_WHAT IS NEEDED_. The word "distant" may appear in some lines of the data; copy every such line.
========
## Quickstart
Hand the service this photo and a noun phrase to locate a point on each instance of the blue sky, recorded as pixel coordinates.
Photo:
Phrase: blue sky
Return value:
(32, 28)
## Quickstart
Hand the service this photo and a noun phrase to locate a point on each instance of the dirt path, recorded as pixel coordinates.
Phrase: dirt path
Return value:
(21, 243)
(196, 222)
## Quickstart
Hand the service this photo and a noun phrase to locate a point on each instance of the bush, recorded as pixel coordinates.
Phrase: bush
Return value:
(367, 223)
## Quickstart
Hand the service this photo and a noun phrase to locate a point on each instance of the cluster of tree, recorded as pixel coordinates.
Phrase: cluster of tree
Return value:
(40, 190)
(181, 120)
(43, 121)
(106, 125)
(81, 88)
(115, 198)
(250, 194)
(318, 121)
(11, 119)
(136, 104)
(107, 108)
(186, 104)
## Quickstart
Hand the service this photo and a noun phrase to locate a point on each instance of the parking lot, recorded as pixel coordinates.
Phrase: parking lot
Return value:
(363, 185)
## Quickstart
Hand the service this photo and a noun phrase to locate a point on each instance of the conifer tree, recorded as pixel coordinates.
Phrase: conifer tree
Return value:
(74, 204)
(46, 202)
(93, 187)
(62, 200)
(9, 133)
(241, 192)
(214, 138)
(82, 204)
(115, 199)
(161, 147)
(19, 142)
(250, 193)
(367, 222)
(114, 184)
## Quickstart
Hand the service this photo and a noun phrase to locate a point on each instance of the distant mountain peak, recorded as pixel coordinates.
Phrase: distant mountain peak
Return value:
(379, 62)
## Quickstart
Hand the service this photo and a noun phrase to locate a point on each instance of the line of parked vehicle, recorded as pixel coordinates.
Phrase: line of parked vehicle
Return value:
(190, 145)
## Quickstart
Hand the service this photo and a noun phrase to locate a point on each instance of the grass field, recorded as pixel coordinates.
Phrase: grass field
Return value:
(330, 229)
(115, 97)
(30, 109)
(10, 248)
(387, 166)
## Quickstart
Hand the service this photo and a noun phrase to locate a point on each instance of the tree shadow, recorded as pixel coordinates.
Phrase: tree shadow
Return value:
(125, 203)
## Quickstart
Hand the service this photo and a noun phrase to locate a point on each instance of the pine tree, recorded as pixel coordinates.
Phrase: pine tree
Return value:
========
_OUTPUT FOR THIS TASK_.
Hand the service this photo and a noun phrase to locate a point on each instance of the distant mountain peak, recorded as pixel coordinates.
Phrase: distant mountain peak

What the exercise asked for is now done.